INSTRUCTION 1:
Using the post on the Fortran aliasing rule, decide whether each of the following statements agrees with it. Answer yes or no for each, and quote the words from the post that decide it.
(a) The Polaris group plans to use the aliasing rule to help parallelize some loops in an interprocedural environment.
(b) Without the aliasing rule, C and C++ compilers do as well as F77 on many scientific programs.
(c) Passing part of a REAL array at a symbolic offset to a DOUBLE parameter makes compile-time alignment checking easy.
INSTRUCTION 2:
Reproduce word for word the portion of the post on the Fortran aliasing rule between "With some misgivings, our" and "intra-procedural compilers.", inclusive.
INSTRUCTION 3:
According to the post on the Fortran aliasing rule, in which programs can Polaris parallelize a loop in a called subprogram only by using the aliasing rule?

==== SELECTED TEXT ====

William Clodius <clodius@nis.lanl.gov> writes:


> Also as long as I am on the subject of checking the arguments to Fortran's
> procedures, one not unknown problem with Fortran's semantics is a failure of
> some programmers to be aware of all of the no modifiable alias requirements
> for its arguments.


The aliasing rule is a very important advantage for F77 code generation...
without it, C and C++ compilers get blown away on many scientific programs
(and need some sort of interprocedural analysis to even come close to F77
without interprocedural analysis).


Our Polaris research group has also observed the value of the F77 aliasing
rule for parallelizing compilers. For example, in a number of Perfect Club
F77 programs, Polaris can only parallelize a loop in a called subprogram by
using the aliasing rule... when (by inlining) it brings in interprocedural
information to double-check whether or not aliasing is actually going on,
the resulting dependence problems are full of nasty symbolic expressions and
Polaris (which, we'd like to believe, has state-of-the-art symbolic
capabilities) can't break the associated dependence arcs.


With some misgivings, our group plans to use the aliasing rule to help
parallelize some of these loops in an interprocedural environment. Though
we are concerned that some programs don't actually observe the aliasing
rule, we've had to deal with this kind of standard-violating behavior before
(programs which pass a part of a REAL array at a symbolic offset to a DOUBLE
parameter, making compile-time alignment checking impossible), and so we've
fallen back on trying not to do worse on such programs than existing
intra-procedural compilers.

==== RECORDS ====

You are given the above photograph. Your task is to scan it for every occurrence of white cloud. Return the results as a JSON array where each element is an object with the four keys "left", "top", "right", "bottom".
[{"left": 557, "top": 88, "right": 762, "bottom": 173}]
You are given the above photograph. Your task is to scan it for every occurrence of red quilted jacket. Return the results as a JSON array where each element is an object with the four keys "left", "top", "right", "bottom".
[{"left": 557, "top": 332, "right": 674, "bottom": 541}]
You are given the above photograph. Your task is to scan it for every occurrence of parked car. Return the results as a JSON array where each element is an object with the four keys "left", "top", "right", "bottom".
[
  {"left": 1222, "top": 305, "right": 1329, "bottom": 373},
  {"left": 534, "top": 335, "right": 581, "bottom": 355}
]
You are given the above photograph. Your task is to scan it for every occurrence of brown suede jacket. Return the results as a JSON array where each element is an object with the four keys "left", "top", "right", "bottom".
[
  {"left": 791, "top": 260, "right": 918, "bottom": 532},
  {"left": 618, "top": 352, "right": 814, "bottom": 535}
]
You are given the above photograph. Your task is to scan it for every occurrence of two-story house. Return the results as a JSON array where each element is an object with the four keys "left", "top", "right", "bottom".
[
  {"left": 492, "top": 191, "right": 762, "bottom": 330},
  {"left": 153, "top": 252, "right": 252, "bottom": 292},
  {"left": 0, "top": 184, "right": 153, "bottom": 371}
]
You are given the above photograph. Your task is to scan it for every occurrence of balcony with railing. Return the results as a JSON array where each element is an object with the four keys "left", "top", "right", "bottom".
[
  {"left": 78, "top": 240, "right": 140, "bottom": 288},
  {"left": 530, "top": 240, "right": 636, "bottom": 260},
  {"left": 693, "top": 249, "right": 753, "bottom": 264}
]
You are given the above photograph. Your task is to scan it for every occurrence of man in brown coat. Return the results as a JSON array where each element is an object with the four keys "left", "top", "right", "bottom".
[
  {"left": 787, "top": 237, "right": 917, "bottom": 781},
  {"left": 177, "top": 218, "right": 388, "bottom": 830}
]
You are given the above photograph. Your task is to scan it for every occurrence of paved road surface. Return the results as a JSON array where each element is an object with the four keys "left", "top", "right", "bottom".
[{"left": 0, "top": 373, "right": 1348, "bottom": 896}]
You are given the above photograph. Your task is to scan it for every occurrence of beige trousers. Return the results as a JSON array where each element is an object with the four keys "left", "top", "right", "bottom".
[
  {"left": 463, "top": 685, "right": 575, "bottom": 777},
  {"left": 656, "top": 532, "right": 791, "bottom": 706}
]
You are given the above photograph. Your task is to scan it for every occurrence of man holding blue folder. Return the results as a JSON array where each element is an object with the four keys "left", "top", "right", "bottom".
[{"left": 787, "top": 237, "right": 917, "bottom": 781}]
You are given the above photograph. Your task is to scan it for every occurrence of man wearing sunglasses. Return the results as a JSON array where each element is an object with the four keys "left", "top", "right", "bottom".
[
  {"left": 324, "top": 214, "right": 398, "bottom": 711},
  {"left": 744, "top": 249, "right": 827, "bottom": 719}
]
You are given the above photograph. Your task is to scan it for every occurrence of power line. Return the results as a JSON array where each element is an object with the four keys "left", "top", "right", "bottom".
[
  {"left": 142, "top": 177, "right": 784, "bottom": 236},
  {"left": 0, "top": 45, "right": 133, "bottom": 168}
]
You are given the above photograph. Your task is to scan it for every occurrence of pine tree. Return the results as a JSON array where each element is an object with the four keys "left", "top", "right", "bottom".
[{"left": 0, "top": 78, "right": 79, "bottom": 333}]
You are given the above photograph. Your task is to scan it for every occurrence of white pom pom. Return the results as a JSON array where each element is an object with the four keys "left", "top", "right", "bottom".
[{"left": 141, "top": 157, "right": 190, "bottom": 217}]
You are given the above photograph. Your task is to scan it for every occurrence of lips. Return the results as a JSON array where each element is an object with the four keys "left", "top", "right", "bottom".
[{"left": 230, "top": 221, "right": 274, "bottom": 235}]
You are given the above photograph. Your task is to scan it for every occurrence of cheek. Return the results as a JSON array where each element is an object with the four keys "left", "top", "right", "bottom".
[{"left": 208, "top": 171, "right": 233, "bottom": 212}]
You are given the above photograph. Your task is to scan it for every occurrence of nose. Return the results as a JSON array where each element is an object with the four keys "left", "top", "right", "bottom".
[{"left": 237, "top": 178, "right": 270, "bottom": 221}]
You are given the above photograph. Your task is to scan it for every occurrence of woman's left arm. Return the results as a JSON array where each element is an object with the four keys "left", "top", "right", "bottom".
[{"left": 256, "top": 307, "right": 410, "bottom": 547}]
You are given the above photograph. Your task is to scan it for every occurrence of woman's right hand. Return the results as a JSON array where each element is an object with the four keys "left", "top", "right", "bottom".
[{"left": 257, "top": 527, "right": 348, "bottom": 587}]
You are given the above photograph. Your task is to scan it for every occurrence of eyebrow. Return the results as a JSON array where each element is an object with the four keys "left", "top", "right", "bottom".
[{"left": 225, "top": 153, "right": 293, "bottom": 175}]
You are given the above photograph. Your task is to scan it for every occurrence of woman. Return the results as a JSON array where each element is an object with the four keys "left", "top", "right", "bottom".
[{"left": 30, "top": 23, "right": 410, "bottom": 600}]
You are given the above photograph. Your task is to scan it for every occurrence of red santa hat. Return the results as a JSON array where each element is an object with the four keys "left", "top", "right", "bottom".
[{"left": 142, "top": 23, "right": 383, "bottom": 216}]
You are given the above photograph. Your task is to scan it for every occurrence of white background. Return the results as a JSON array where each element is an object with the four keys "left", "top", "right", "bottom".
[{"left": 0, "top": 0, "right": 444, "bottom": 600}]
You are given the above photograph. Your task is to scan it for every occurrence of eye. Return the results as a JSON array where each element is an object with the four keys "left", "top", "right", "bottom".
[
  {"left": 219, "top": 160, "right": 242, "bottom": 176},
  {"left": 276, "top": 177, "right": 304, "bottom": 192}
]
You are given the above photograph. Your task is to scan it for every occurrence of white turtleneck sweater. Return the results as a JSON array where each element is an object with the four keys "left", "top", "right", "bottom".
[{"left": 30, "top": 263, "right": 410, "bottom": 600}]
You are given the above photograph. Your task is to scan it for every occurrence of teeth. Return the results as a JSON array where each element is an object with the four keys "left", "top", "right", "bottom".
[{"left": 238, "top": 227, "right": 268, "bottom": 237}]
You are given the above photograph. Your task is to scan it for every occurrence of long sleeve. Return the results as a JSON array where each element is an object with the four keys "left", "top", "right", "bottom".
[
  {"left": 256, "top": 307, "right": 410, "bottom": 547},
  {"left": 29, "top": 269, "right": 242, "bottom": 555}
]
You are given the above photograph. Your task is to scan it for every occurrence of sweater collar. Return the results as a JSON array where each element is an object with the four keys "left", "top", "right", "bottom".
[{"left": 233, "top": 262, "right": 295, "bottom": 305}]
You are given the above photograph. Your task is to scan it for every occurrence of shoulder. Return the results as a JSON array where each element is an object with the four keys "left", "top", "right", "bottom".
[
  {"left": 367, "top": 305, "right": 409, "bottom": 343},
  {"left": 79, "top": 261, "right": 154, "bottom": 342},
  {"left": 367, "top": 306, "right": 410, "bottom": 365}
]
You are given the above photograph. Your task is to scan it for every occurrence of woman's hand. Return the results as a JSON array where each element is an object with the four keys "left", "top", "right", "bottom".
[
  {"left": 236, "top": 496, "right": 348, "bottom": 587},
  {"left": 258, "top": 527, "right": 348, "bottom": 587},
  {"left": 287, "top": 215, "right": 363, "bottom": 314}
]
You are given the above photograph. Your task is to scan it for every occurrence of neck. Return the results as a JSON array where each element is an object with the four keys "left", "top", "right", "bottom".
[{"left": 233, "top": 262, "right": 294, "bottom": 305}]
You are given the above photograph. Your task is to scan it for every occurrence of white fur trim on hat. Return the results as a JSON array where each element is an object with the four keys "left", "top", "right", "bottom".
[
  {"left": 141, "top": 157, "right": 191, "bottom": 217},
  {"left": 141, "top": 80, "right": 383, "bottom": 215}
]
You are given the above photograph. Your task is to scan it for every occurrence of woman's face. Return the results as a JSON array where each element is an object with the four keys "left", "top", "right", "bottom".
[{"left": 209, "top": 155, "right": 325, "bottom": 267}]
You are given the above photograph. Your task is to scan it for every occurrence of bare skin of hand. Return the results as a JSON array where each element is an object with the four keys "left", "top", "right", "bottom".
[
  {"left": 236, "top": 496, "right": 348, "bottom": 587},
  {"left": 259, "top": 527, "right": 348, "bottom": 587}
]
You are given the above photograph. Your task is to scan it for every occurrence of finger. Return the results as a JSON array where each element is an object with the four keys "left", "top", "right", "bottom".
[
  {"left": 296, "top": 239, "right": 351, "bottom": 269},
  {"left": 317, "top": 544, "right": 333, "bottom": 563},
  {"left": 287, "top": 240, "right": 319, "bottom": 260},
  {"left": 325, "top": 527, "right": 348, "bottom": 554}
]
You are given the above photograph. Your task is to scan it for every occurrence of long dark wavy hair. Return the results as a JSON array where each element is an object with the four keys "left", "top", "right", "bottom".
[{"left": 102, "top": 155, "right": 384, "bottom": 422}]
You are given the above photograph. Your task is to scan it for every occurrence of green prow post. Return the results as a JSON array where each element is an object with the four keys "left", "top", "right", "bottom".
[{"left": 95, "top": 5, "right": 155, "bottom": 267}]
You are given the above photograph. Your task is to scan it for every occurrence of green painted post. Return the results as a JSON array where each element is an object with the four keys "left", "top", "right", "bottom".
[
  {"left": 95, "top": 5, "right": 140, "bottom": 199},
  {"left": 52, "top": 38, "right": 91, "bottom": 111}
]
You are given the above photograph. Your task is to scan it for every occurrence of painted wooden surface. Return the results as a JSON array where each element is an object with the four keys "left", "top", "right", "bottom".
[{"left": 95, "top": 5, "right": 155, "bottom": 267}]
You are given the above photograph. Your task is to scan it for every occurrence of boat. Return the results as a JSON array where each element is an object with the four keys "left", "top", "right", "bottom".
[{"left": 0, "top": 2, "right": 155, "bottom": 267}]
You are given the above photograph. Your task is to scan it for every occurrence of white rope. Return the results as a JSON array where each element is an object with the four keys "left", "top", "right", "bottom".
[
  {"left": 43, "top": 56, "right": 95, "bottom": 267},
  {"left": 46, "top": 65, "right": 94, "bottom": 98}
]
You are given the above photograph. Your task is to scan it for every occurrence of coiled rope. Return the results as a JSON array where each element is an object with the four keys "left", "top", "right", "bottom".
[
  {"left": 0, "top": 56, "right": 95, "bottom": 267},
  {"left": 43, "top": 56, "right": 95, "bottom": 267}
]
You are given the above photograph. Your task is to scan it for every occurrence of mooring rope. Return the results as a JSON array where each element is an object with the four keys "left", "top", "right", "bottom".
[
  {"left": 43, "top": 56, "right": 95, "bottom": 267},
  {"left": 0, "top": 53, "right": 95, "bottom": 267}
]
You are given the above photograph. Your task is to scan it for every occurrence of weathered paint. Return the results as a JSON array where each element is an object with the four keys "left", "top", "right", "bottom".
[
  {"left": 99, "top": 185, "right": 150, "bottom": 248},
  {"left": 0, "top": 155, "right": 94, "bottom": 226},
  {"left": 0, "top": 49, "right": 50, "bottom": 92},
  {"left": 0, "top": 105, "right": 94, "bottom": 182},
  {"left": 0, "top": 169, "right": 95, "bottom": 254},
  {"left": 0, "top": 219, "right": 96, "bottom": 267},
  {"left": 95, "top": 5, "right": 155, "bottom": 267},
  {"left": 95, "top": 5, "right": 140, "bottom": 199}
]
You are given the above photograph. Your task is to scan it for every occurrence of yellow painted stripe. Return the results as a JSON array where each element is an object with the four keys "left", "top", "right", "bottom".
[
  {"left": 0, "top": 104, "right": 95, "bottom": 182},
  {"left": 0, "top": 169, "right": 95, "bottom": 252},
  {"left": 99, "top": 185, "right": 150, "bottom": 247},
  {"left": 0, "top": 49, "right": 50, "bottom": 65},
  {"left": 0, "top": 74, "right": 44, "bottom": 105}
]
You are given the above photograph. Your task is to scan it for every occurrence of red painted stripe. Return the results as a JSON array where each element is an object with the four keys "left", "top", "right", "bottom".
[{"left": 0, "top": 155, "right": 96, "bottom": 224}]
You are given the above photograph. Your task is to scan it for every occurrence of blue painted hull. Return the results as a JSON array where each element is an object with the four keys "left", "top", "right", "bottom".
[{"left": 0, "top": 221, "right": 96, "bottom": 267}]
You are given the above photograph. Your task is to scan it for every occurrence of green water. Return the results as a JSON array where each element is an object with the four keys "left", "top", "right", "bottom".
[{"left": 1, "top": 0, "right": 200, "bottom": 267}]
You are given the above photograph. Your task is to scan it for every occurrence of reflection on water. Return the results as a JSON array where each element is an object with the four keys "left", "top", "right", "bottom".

====

COMPLETE RESPONSE 1:
(a) Yes: "our group plans to use the aliasing rule to help parallelize some of these loops in an interprocedural environment"
(b) No: "without it, C and C++ compilers get blown away on many scientific programs"
(c) No: "making compile-time alignment checking impossible"

COMPLETE RESPONSE 2:
With some misgivings, our group plans to use the aliasing rule to help
parallelize some of these loops in an interprocedural environment. Though
we are concerned that some programs don't actually observe the aliasing
rule, we've had to deal with this kind of standard-violating behavior before
(programs which pass a part of a REAL array at a symbolic offset to a DOUBLE
parameter, making compile-time alignment checking impossible), and so we've
fallen back on trying not to do worse on such programs than existing
intra-procedural compilers.

COMPLETE RESPONSE 3:
In a number of Perfect Club F77 programs.